▸ **EXTRACTED INFORMATION**:

=-=-=

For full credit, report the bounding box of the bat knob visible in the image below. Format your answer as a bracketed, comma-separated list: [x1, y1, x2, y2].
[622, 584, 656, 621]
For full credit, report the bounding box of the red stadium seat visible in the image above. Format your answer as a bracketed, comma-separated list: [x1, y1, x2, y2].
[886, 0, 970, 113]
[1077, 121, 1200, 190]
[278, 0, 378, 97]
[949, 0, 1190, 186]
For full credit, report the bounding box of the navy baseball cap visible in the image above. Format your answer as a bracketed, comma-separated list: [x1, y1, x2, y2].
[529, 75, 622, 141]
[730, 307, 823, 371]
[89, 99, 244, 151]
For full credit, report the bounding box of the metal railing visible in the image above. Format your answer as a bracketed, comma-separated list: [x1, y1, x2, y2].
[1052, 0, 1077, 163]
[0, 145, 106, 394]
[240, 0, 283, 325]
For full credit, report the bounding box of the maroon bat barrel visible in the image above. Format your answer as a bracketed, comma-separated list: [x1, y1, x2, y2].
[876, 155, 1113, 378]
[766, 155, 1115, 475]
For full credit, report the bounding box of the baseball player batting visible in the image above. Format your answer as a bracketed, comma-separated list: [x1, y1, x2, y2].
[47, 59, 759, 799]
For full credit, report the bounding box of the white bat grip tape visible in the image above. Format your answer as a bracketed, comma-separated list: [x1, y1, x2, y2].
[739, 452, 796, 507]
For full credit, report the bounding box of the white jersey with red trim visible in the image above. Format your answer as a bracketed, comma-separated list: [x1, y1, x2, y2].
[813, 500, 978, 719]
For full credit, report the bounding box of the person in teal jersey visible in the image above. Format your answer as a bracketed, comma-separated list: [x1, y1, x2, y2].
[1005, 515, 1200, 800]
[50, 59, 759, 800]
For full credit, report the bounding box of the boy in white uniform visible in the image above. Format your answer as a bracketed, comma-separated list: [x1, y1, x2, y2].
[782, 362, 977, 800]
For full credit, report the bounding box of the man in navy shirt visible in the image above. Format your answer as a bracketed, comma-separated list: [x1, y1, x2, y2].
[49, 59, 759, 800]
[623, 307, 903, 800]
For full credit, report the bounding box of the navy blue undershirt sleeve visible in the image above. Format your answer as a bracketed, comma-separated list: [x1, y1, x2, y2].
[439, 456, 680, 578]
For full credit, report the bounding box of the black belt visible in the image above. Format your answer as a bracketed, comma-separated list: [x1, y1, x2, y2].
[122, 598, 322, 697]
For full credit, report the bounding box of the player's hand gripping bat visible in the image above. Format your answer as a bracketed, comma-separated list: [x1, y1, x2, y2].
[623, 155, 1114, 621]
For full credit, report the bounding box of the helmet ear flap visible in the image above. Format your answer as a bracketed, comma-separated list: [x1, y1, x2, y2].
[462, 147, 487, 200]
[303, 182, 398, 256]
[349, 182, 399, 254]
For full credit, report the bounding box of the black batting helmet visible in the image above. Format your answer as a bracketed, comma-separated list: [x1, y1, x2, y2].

=-=-=

▸ **YOUR INSTRUCTIONS**:
All of the entries above need to be set down again exactly.

▸ **ANSWER SPACE**:
For full credit, report the bounding box of the bat knob visible in the image below. Format your answer as a bracketed, comma-separated list: [x1, y1, x2, y2].
[622, 584, 656, 621]
For full credit, report the bounding box of the red stadium seat visible in the image above. Format your answer as a bracketed, comma-separated list: [x1, y1, x2, y2].
[886, 0, 970, 113]
[1077, 121, 1200, 190]
[278, 0, 378, 97]
[949, 0, 1190, 186]
For full credit, report the bounding box of the navy baseball cap visible in the image above. Format your answer as a bracketed, comma-separated list: [x1, y1, x2, y2].
[529, 75, 622, 141]
[730, 307, 823, 371]
[89, 99, 244, 151]
For full credit, report the bounding box of the metal railing visible in the image above. Format your answer as a bracketed, comma-separated list: [x1, y1, x2, y2].
[1052, 0, 1077, 163]
[0, 145, 106, 394]
[240, 0, 283, 325]
For full credit, report the bounding box of the maroon bat barrel visible in the image above. Format your answer as a bracketed, comma-separated list: [x1, y1, x2, y2].
[876, 155, 1113, 378]
[766, 155, 1115, 475]
For full credit, report the bounding box of the baseball player batting visible in the image above. Format your answer as a bracketed, comma-separated list: [x1, y1, x2, y2].
[47, 59, 759, 799]
For full credit, report the bounding box of the white bat grip tape visible in the image above. Format your answer as a bracketed, comma-separated list: [x1, y1, x2, y2].
[739, 452, 796, 507]
For full credit, report the bounding box of the white jersey with red trim visible in the image above. Format your answer as a bracketed, comma-separated list: [x1, y1, x2, y2].
[813, 500, 978, 719]
For full credit, report the bounding box of the person in teal jersey visible in the image above. Format your answer as a bracketed, comma-separated list: [x1, y1, x2, y2].
[1005, 515, 1200, 800]
[50, 59, 759, 800]
For full credit, report the bounding box of the boy in white uniform visible in the image above. Format your answer as a bracketed, comma-separated list: [x1, y1, x2, y2].
[782, 362, 977, 800]
For full credit, report the bounding box of the man in navy shirt visible in the image above. Format your answer as a bracketed, comma-separated list: [x1, y1, x2, y2].
[49, 59, 759, 800]
[623, 307, 903, 800]
For full credit, report the bounding box of the navy blue undershirt sleeve visible in the image above. Format your answer as a bracketed, comma-separated list: [x1, y1, x2, y2].
[439, 456, 680, 578]
For full credit, report the bounding box of the black belt visible in the image above. Format your answer as a bracketed, comma-separated list: [x1, y1, x2, y2].
[122, 598, 322, 697]
For full credit, report the bounding box of the player's hand gripping bat visible in the image above. Format your answer as a bracketed, comma-separated list: [x1, y1, x2, y2].
[623, 155, 1114, 621]
For full credit, report the bounding box of the helmet ear flap visible in the image above. Format your answer as a bracketed, comma-separated list: [x1, y1, x2, y2].
[462, 147, 487, 200]
[303, 182, 398, 256]
[349, 182, 399, 254]
For full credit, report the bounding box of the black batting helmet visible in the image above. Format your answer as a bracketed, comma-separated list: [x1, y1, x2, y2].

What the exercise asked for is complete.